(Passage shown):
####################

Dog found alive in rubble, month after fire
Hyde Park owner had given up hope
Terisa Acevedo was crying tears of joy.
Nearly a month after her dog Lola disappeared in a fire that destroyed her home, she found the pet alive Monday among the ashes of her burned-out and boarded-up house in Hyde Park.
“I couldn’t believe my eyes when I saw her after all that time,’’ said Acevedo, standing outside the blackened house on River Street. “I hugged Lola in my arms, and I cried and cried. I cried more than I did when I was standing in front of my house watching it burn down.’’
Acevedo, 24, said she all but gave up hope in recent days that her long-haired miniature Dachshund had made it through the Feb. 23 fire. Acevedo was not at home when it started, and after the fire was put out, police searched the house using K-9 units but found no sign of the year-old Lola.

####################

(What to work on):
**a.** Answer these from the news story about the dog Lola:
(i) On what street is Acevedo's house?
(ii) How old is Acevedo?
(iii) On what date was the fire?
**b.** Write the next part of the news story about the dog Lola, starting after its last sentence.
The items after this are not needed.

(Data for analysis):
####################

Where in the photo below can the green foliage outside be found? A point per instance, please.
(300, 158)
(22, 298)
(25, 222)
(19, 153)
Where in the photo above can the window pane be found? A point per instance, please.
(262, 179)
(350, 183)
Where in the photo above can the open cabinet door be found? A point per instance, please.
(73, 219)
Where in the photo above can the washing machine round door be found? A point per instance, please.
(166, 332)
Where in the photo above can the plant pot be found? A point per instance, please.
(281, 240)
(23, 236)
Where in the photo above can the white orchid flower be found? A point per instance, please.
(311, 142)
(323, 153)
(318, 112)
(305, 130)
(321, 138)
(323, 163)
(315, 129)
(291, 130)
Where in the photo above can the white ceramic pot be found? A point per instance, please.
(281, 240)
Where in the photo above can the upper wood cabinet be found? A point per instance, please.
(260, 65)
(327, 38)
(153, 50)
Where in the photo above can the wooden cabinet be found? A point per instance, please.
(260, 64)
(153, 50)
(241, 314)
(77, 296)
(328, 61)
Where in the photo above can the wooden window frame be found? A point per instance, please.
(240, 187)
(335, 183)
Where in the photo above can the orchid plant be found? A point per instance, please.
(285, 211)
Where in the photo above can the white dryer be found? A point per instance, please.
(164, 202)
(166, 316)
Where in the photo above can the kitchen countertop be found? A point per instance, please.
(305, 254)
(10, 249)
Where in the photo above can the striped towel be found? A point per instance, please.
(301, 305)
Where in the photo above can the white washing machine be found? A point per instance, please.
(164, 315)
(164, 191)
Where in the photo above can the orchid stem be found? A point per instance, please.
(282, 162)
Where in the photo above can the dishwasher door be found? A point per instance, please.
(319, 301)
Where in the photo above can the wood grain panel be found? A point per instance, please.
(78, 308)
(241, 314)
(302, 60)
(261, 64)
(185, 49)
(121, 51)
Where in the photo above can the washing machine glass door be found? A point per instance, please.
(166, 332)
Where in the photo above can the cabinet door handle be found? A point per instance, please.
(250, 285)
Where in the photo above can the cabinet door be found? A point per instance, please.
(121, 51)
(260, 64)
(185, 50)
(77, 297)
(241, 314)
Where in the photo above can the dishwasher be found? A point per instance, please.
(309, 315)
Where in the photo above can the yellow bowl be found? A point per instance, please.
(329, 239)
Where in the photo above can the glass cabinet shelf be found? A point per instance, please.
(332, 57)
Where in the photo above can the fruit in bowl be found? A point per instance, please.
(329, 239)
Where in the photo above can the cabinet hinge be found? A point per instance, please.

####################

(Responses to the tasks):
**a.**
(i) River Street
(ii) 24
(iii) Feb. 23

**b.**
Acevedo assumed her dog had escaped the blaze and was wandering the neighborhood. In the days after the fire, Acevedo, an EMT and Northeastern University student, posted flyers on telephone poles, stuffed them in mailboxes, visited animal shelters, and walked the Boston neighborhood hoping to find her dog. But as the days turned into weeks, she began to think Lola had perished.
Staying with relatives, Acevedo received a call Monday from her former landlord that the alarm was blaring on the second vehicle she has kept in the driveway of her former house.
Acevedo went to shut off the alarm, and as she stood in front of the house and surveyed the devastation, she heard scratching inside the boarded-up front door.
Acevedo yelled out Lola’s name, and with the help of friends, tore the plywood off the entrance. Lola retreated into the blackened interior, then responded to Acevedo’s call. Wearing a pink collar and appearing gaunt but otherwise uninjured, she ran into Acevedo’s arms.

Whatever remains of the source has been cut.